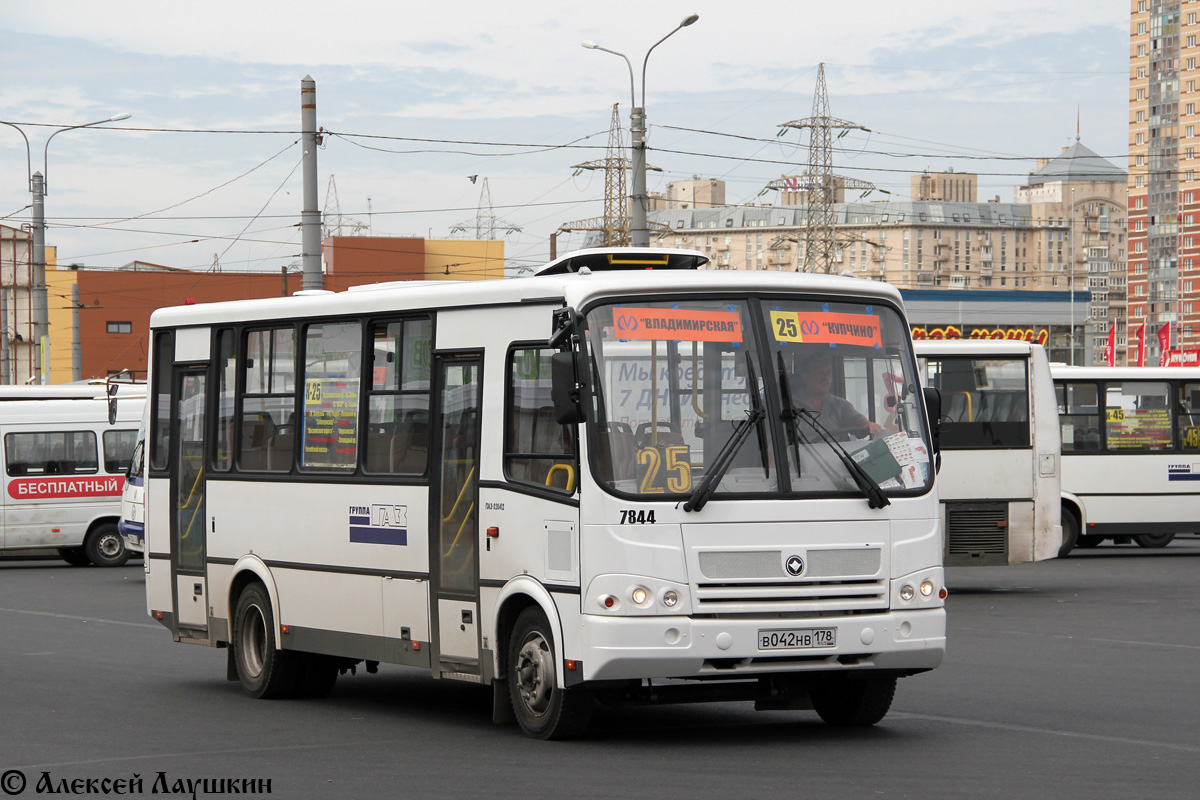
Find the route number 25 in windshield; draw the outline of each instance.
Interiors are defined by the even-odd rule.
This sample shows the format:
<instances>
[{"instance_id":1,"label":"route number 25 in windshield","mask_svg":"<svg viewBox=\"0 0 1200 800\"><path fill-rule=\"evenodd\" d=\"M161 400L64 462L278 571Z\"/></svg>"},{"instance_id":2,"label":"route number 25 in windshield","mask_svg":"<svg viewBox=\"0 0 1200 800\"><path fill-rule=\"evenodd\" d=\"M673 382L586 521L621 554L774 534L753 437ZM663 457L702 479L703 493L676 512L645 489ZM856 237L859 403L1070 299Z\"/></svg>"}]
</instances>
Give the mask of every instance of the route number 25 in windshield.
..............................
**Assignment**:
For this exercise, output exactly the lines above from the line with "Interiors are defined by the even-odd rule." to the line with "<instances>", counting both, and leave out the rest.

**Response box**:
Interiors are defined by the even-odd rule.
This sample shows the format:
<instances>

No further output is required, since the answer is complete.